** start of GIVEN INFORMATION **
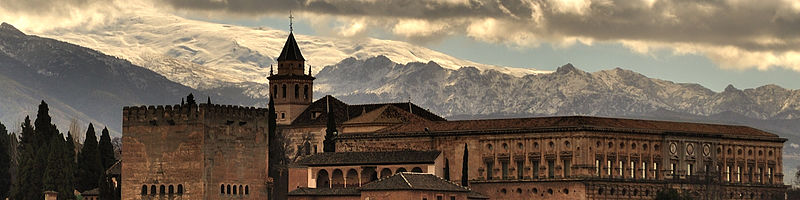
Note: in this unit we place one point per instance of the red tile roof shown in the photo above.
(573, 122)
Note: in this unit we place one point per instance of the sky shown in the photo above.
(746, 43)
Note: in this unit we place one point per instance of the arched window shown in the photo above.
(337, 178)
(322, 179)
(305, 92)
(386, 172)
(416, 169)
(296, 91)
(284, 91)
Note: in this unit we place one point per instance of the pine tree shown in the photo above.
(329, 145)
(5, 162)
(465, 168)
(89, 164)
(28, 184)
(68, 169)
(106, 150)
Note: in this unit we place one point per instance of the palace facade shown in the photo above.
(208, 151)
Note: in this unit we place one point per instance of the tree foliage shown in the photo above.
(89, 164)
(107, 157)
(5, 162)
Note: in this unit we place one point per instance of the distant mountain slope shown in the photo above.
(76, 82)
(568, 91)
(208, 56)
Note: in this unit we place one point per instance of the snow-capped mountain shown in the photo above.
(77, 83)
(568, 91)
(205, 55)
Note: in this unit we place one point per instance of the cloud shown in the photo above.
(736, 34)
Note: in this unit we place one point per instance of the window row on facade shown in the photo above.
(162, 190)
(296, 91)
(232, 189)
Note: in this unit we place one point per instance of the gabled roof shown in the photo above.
(290, 50)
(492, 126)
(387, 114)
(304, 191)
(370, 158)
(344, 112)
(414, 181)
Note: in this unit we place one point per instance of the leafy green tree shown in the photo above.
(89, 164)
(106, 150)
(5, 162)
(29, 179)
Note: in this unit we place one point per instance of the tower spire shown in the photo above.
(291, 22)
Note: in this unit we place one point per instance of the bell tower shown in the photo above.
(291, 88)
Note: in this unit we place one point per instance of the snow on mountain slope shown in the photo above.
(205, 55)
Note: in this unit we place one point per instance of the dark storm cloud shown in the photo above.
(716, 22)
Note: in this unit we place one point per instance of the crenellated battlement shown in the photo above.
(180, 114)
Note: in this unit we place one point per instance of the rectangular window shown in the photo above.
(769, 174)
(489, 170)
(644, 170)
(655, 170)
(738, 173)
(504, 165)
(728, 173)
(672, 169)
(597, 167)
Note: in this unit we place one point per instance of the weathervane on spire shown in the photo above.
(291, 22)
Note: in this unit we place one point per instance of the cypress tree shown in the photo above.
(5, 162)
(465, 168)
(28, 184)
(89, 164)
(106, 150)
(329, 145)
(68, 168)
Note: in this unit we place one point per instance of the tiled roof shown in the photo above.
(414, 181)
(370, 158)
(386, 114)
(115, 169)
(490, 126)
(343, 112)
(290, 50)
(304, 191)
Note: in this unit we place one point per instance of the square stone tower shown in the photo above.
(194, 151)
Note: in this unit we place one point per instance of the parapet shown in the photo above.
(180, 114)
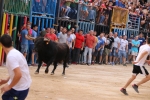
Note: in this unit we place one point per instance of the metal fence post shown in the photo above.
(1, 12)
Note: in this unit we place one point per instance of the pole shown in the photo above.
(1, 12)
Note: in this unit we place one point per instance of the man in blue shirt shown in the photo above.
(24, 40)
(31, 44)
(141, 39)
(135, 46)
(98, 47)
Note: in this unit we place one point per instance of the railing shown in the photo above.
(46, 7)
(21, 7)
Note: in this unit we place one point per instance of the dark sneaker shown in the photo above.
(83, 64)
(100, 63)
(124, 65)
(135, 87)
(124, 91)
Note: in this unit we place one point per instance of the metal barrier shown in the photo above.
(85, 26)
(131, 31)
(120, 31)
(67, 23)
(21, 7)
(46, 7)
(42, 22)
(133, 22)
(101, 28)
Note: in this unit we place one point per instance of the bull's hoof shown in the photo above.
(36, 73)
(52, 73)
(46, 71)
(63, 74)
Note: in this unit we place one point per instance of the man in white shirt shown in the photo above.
(62, 38)
(114, 51)
(123, 49)
(138, 68)
(19, 80)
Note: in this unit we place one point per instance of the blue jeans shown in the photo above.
(11, 94)
(102, 18)
(89, 51)
(114, 53)
(24, 48)
(101, 52)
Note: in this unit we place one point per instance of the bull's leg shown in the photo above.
(47, 69)
(48, 64)
(39, 66)
(55, 66)
(64, 67)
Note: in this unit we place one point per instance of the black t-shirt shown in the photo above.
(110, 41)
** end of GIVEN INFORMATION **
| DIRECTIVE |
Transcribe the whole listing exactly. Pictures stay out of your copy.

| FINISHED TASK |
Note: in this unit we place one point per instance of the red tile roof shown in the photo above.
(573, 122)
Note: in this unit we place one point per instance of the sky shown in the photo above.
(746, 43)
Note: in this unit we place one point per instance of the arched window shown in the photo above.
(337, 178)
(322, 179)
(305, 92)
(386, 172)
(416, 169)
(296, 91)
(284, 91)
Note: in this unit we place one point per instance of the pine tree shown in the photo above.
(329, 145)
(5, 162)
(465, 168)
(89, 164)
(28, 184)
(68, 169)
(106, 150)
Note: in this unit we place one point per instance of the palace facade shown in the photo above.
(208, 151)
Note: in this unit we place one point per instance of the tree foliage shown in the photo above.
(89, 164)
(107, 157)
(5, 162)
Note: in this unit we place one point per instance of the distant mountain slope shown in the photo above.
(76, 82)
(568, 91)
(208, 56)
Note: in this unit we place one point per instance of the snow-capped mountain shown in the photo above.
(77, 83)
(568, 91)
(205, 55)
Note: in this unit we place one point per instance of the cloud shown in the photo above.
(736, 34)
Note: in this unit we place one point per instance of the window row on facade shown in the photo above.
(162, 190)
(296, 91)
(232, 189)
Note: in this unit we place one point per instance of the gabled roof shown in the photo above.
(290, 50)
(492, 126)
(387, 114)
(304, 191)
(370, 158)
(344, 112)
(414, 181)
Note: in this unit we place one point per instance of the leafy green tree shown in the photo above.
(89, 164)
(106, 150)
(5, 162)
(29, 179)
Note: in this unit we place one point per instance of the tower spire shown in the photo above.
(291, 22)
Note: in this unit we place one point per instance of the bell tower shown in the photo above.
(291, 88)
Note: in this unit we place one point per instance of the snow on mountain slope shown in the photo above.
(205, 55)
Note: in this unit we place one point per instance of the dark storm cloud shown in the photo above.
(716, 22)
Note: in this unit we place one point per instance of the crenellated battlement shown in the photo above.
(180, 114)
Note: in this unit we place one point per instance of the rectangular window shown in the photo above.
(769, 174)
(489, 170)
(644, 170)
(655, 170)
(738, 173)
(504, 165)
(728, 173)
(672, 169)
(597, 167)
Note: in this unit we place one point per instance of the weathervane on spire shown in the photo above.
(291, 22)
Note: in this unit we place one point per instance of the cypress tree shown in the photo above.
(5, 162)
(465, 168)
(28, 184)
(89, 164)
(106, 150)
(329, 145)
(68, 168)
Note: in this unit we place one point per instance of the tiled roof shown in the photo above.
(414, 181)
(370, 158)
(386, 114)
(115, 169)
(490, 126)
(343, 112)
(290, 50)
(304, 191)
Note: in this unit we place one point per instance of the square stone tower shown in the photo above.
(194, 151)
Note: in this unit we place one point per instance of the parapet shown in the photo above.
(180, 114)
Note: in this unit we place one point per instance of the metal fence post shown in the photo above.
(1, 12)
Note: in this unit we place one point per instance of the pole shown in the photo above.
(1, 12)
Note: in this unit we place one point per instance of the man in blue shirt shown in the photo above.
(24, 40)
(31, 44)
(141, 39)
(135, 46)
(98, 47)
Note: in this unit we place one point per instance of the railing shown in the photo above.
(46, 7)
(21, 7)
Note: in this unit we place one point per instance of the dark sneaker shown in the photo above.
(83, 64)
(100, 63)
(124, 65)
(135, 87)
(124, 91)
Note: in this unit we place one point per instance of the metal barrier shown in the photo above.
(85, 26)
(131, 31)
(120, 31)
(67, 23)
(21, 7)
(46, 7)
(42, 22)
(133, 22)
(101, 28)
Note: in this unit we place one point per instance of the bull's hoof shown in the photo above.
(36, 73)
(52, 73)
(46, 71)
(63, 74)
Note: in this unit we place one point per instance of the man in white shirt shown in the photo above.
(62, 38)
(114, 51)
(123, 49)
(138, 68)
(19, 80)
Note: in this unit we place one point per instance of the blue jeans shown in the photo above.
(11, 94)
(102, 18)
(89, 51)
(114, 53)
(24, 48)
(101, 52)
Note: in this unit we place one point per instance of the bull's leg shown in the photo above.
(47, 69)
(48, 64)
(39, 66)
(55, 66)
(64, 67)
Note: in this unit we place one point per instance of the black t-shirt shown in the photo above.
(110, 41)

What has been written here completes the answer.